■ WHAT YOU NEED TO DO
In the entries below, some lines contain "white"; work out how many and answer with the figure only.

[Saved entries]
--- START ---

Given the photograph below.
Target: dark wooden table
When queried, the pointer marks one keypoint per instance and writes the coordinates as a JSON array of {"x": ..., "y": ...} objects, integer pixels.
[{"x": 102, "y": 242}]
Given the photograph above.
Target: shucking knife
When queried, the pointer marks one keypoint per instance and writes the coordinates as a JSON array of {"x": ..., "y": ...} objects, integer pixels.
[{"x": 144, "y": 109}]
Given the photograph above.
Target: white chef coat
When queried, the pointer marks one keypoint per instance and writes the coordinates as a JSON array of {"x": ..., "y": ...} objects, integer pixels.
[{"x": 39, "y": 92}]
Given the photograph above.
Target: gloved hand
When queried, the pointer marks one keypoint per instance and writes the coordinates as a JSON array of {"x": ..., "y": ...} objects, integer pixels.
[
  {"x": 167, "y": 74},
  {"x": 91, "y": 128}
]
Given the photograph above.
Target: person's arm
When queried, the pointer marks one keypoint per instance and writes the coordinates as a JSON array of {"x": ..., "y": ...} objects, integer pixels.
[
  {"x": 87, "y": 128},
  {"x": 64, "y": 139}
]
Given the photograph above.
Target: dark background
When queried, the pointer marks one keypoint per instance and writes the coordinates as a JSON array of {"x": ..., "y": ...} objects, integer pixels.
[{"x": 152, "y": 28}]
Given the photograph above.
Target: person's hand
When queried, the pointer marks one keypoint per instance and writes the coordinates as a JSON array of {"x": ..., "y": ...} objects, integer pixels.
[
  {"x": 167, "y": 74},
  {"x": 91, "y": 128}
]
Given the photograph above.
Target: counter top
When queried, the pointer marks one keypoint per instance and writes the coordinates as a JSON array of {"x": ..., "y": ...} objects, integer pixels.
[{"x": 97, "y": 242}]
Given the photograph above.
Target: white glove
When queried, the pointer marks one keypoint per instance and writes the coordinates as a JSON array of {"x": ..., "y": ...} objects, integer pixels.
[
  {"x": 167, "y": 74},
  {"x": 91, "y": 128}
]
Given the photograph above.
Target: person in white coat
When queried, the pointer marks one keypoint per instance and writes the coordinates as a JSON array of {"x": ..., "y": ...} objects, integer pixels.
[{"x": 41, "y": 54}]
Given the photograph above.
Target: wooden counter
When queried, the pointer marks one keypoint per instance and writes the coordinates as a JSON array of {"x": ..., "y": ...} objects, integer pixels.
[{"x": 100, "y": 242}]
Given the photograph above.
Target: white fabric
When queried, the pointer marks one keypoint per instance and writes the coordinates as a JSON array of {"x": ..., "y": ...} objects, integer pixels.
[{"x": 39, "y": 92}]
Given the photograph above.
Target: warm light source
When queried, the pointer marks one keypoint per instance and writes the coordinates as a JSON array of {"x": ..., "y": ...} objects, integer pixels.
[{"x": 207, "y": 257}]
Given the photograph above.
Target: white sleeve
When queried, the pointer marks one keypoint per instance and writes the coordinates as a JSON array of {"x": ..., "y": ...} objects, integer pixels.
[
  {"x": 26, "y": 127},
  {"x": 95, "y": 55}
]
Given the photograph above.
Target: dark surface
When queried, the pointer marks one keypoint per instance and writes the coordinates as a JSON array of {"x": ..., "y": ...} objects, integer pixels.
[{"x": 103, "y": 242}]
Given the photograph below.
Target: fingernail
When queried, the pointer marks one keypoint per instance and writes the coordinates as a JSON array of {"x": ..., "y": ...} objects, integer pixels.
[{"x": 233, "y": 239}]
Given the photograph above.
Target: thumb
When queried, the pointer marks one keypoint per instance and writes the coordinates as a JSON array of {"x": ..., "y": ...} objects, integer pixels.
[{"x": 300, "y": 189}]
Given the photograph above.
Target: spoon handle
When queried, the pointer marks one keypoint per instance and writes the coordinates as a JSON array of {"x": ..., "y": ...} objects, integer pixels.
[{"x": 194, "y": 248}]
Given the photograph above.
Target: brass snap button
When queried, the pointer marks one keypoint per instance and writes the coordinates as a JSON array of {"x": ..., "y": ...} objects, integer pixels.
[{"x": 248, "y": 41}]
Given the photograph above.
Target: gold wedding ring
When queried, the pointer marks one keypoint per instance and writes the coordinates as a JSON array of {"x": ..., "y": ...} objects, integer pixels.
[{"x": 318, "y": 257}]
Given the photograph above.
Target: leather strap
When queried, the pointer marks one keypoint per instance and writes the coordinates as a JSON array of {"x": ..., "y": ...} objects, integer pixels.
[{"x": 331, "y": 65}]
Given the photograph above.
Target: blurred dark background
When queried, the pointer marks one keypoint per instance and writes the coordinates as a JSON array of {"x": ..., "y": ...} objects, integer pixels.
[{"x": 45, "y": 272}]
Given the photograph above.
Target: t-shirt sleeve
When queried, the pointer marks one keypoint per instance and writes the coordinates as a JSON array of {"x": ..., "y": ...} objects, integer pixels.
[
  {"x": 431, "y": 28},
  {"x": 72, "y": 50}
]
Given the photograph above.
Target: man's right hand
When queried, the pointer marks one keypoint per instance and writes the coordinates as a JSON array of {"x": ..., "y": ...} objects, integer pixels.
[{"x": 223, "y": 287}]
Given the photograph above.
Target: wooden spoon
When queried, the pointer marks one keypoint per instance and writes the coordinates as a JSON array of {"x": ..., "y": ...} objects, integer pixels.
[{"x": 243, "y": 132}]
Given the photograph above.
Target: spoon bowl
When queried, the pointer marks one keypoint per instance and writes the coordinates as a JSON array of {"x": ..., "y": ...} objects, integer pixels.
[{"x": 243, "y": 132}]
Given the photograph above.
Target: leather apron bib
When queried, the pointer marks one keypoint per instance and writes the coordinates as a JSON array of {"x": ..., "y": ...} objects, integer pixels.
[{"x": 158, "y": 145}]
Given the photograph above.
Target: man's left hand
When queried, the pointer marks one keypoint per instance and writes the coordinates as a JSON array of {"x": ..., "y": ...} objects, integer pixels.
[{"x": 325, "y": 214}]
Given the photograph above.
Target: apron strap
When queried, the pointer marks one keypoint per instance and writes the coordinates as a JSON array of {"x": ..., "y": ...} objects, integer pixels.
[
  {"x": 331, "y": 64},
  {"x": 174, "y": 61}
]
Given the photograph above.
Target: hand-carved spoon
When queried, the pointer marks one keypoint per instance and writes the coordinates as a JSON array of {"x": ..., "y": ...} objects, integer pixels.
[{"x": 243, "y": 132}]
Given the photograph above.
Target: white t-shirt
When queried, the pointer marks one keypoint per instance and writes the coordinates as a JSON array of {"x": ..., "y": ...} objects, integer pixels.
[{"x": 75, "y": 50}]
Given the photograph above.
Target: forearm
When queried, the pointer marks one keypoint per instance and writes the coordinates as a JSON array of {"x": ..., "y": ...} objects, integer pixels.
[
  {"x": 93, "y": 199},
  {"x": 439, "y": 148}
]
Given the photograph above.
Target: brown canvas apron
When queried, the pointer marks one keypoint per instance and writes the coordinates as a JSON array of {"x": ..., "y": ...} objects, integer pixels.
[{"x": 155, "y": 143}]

--- END ---

■ ANSWER FOR THIS EXERCISE
6